WORK REQUEST:
Pictures aside, the data must be reproduced exactly.

---+---

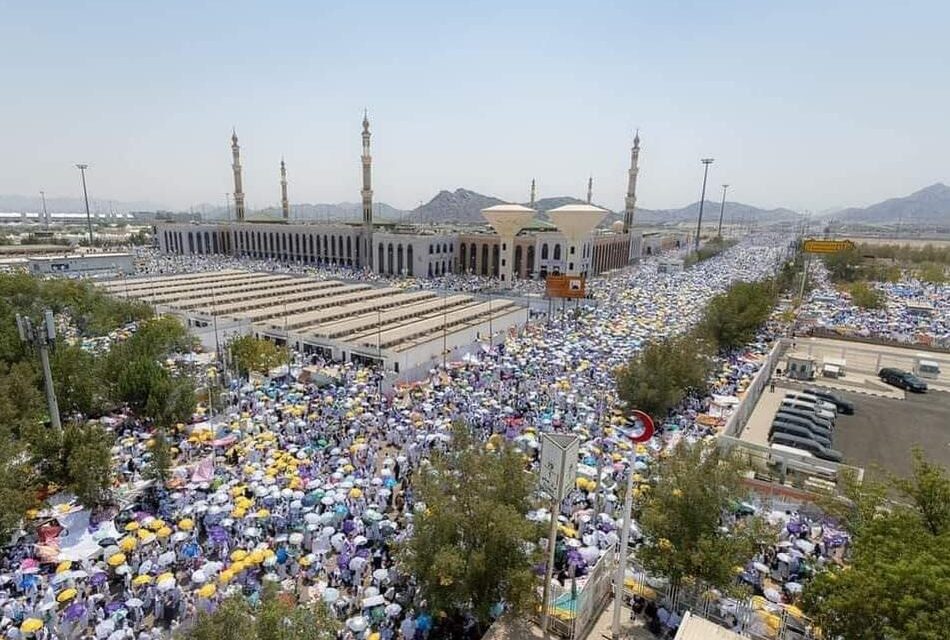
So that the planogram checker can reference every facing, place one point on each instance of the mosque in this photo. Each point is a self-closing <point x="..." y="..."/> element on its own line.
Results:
<point x="539" y="247"/>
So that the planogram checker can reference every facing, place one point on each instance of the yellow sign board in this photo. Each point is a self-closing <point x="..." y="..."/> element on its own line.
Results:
<point x="827" y="246"/>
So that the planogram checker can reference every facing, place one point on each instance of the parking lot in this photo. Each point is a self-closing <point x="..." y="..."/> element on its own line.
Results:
<point x="882" y="431"/>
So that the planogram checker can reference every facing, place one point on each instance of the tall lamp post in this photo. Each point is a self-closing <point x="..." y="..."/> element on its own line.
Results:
<point x="85" y="194"/>
<point x="702" y="200"/>
<point x="722" y="208"/>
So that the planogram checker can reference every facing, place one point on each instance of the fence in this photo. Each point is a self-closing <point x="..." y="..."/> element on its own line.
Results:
<point x="737" y="421"/>
<point x="757" y="618"/>
<point x="572" y="612"/>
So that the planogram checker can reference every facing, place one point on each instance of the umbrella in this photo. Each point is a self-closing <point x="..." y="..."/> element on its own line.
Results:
<point x="66" y="595"/>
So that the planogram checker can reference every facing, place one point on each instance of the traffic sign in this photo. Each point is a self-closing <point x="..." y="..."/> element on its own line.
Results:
<point x="558" y="463"/>
<point x="827" y="246"/>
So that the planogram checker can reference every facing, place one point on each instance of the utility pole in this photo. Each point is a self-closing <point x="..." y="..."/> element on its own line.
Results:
<point x="722" y="207"/>
<point x="43" y="338"/>
<point x="85" y="194"/>
<point x="45" y="213"/>
<point x="702" y="200"/>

---+---

WRITTEN SOLUTION:
So that the planogram checker can reference every facing, place one point on each instance of the mosque in this photo. Each point is a self-closing <point x="..." y="..."/> element on its own line.
Results:
<point x="539" y="247"/>
So that the planogram checker can reference every facing, place one point on each instance of the yellow sign board in this photo. Each point is a self-closing <point x="..." y="..."/> element on its own line.
Results:
<point x="827" y="246"/>
So that the planogram checker can reference every facing, place one point on each instance of the parking lot in this photo. Each point is a self-closing <point x="..." y="..."/> element on its own line.
Results:
<point x="882" y="431"/>
So that the planogram checker can reference every facing, place one point on each instance of the tall lamp post in this photo. Each point is a self-closing <point x="..." y="..."/> element on its own line.
Results:
<point x="85" y="194"/>
<point x="702" y="200"/>
<point x="722" y="208"/>
So that the planogram checker can reference every facing, place one point on each instance of the fence in this photo. Each point is a self-closing <point x="..." y="..."/> element on its own line.
Results:
<point x="737" y="421"/>
<point x="757" y="618"/>
<point x="572" y="612"/>
So that the planogram checker can reference every facing, place one point on each instance of the umbrella in this photo. Each point is a self-closing <point x="..." y="..."/> element on its own line.
Results:
<point x="66" y="595"/>
So that the planogram checker can reference every facing, place one point on each instance of the traffic sign in this photo. Each point is a self-closing <point x="..." y="..."/> element on its own line.
Results:
<point x="558" y="463"/>
<point x="827" y="246"/>
So that the planogram checker can reference every facing, place one point on each instance of the utility pole in this photo. Each point is a self-closing <point x="..." y="..."/> element on its own line.
Results:
<point x="722" y="207"/>
<point x="43" y="338"/>
<point x="85" y="194"/>
<point x="45" y="213"/>
<point x="702" y="200"/>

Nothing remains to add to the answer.